• **Exercise requirements**:
A. Retype the passage of the shutdown article between "(Bloomberg) -- The" and "for border security.", inclusive.
B. According to the shutdown article, which senator was the only one at the Capitol on Monday?
C. Carry on the shutdown article from the point where it stops.

• **Source text**:
☆ ☆ ☆ ☆
Shutdown Enters Fourth Day Amid Impasse Over Trump's Border Wall

(Bloomberg) -- The partial U.S. government shutdown entered its fourth day on Tuesday as the White House and lawmakers are at an impasse over President Donald Trump’s demands to fund a wall on the U.S.-Mexico border.

  • There’s little indication of urgency to resolve the dispute and no public indication of progress on Tuesday, which is a federal holiday in the U.S. Trump is demanding $5 billion for a border wall while Democratic leaders have proposed $1.3 billion for border security.
  • Congressional leaders left town for the Christmas holiday while Trump remains at the White House.

Latest Developments

  • Trump repeatedly attacked Democrats on Twitter Monday over the shutdown. “I am all alone (poor me) in the White House waiting for the Democrats to come back and make a deal on desperately needed Border Security,” Trump wrote.
  • Democrats said Monday they’re having trouble negotiating with the Trump administration. “Different people from the same White House are saying different things about what the president would accept or not accept to end his Trump Shutdown, making it impossible to know where they stand at any given moment,” House Democratic leader Nancy Pelosi and Senate Democratic leader Chuck Schumer said in joint statement.
  • In a sign the president’s strategy has sparked serious unease among Republicans, Senator Pat Roberts of Kansas -- the only senator at the Capitol Monday -- suggested a compromise to reopen the government but without wall funding.

Next Steps

  • Democratic leaders in the House and Senate have been negotiating with the Trump administration. Once they reach agreement, Senate Majority Leader Mitch McConnell said he’ll seek a vote on the deal.
☆ ☆ ☆ ☆
Records from a collection:
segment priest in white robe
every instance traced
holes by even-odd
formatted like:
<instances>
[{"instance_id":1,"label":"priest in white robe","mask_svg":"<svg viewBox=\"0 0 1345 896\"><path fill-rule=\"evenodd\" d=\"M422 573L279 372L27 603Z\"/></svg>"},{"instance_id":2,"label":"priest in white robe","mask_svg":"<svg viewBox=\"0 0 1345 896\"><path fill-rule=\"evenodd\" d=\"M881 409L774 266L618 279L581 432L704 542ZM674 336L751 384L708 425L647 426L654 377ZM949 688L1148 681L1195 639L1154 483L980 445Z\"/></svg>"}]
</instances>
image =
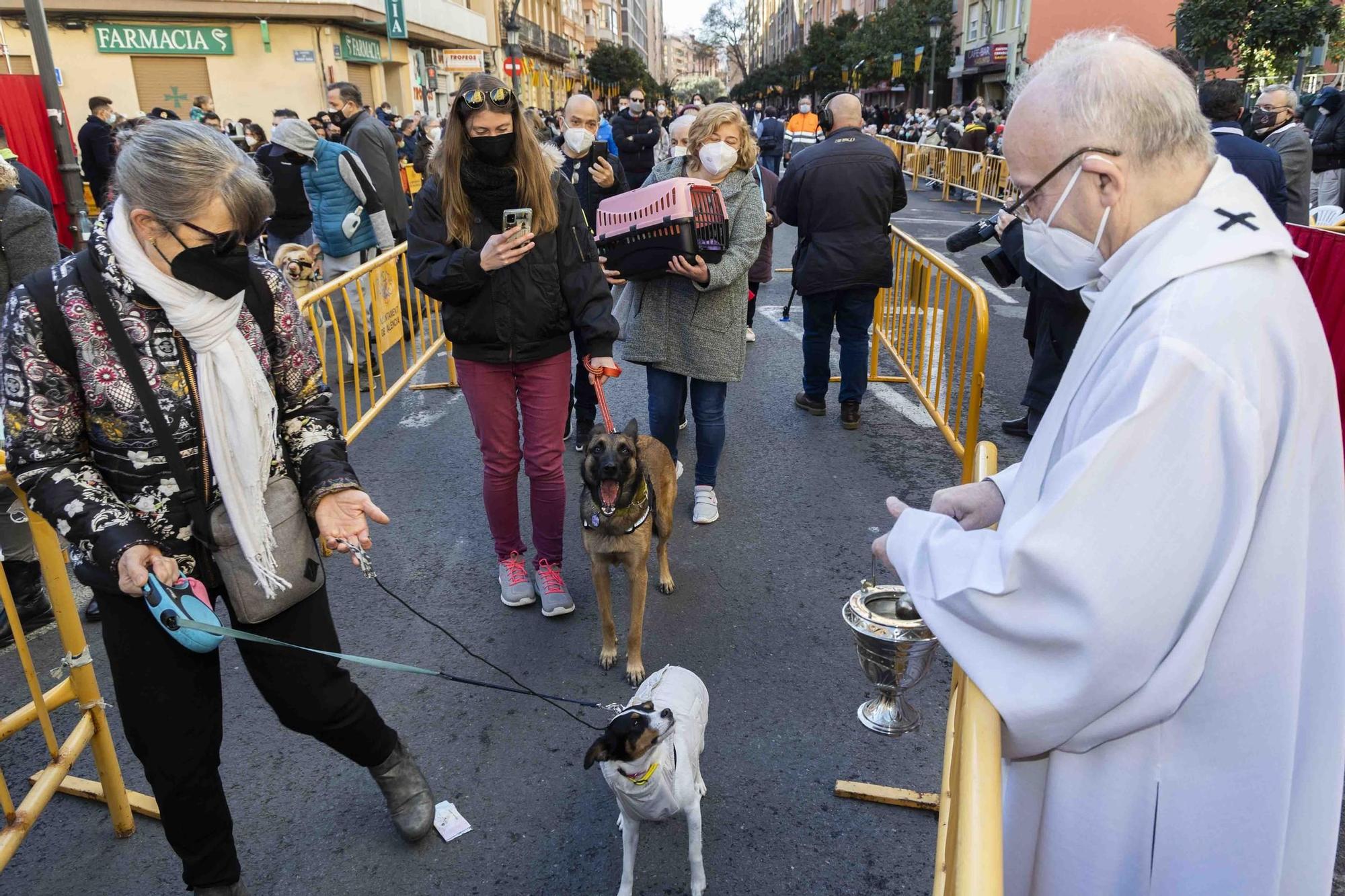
☆ ☆ ☆ ☆
• **Exercise responses**:
A.
(Bloomberg) -- The partial U.S. government shutdown entered its fourth day on Tuesday as the White House and lawmakers are at an impasse over President Donald Trump’s demands to fund a wall on the U.S.-Mexico border.

  • There’s little indication of urgency to resolve the dispute and no public indication of progress on Tuesday, which is a federal holiday in the U.S. Trump is demanding $5 billion for a border wall while Democratic leaders have proposed $1.3 billion for border security.

B. Senator Pat Roberts of Kansas.

C.
  • If the shutdown lasts past Jan. 3, when Democrats take control of the House, Democratic leader Pelosi, who is in line to become speaker, said the chamber will pass a spending bill to reopen the government -- without money for a wall.

Key Impacts

  • The shutdown, which began Saturday, affects nine of 15 federal departments, dozens of agencies and hundreds of thousands of workers.
  • Among the departments without funding are: Justice, Homeland Security, Interior and Treasury. Independent agencies, including the Securities and Exchange Commission, are also affected.
  • The departments whose funding lapsed represent about a quarter of the $1.24 trillion in government discretionary spending for fiscal year 2019.
  • An estimated 400,000 federal employees will work without pay and 350,000 will now be furloughed, according to a congressional Democratic aide.
  • The remaining parts of the government, including the Defense Department, Departments of Labor and Health and Human Services, were already funded and won’t be affected by the shutdown, nor will mandatory entitlement programs like Medicare payments.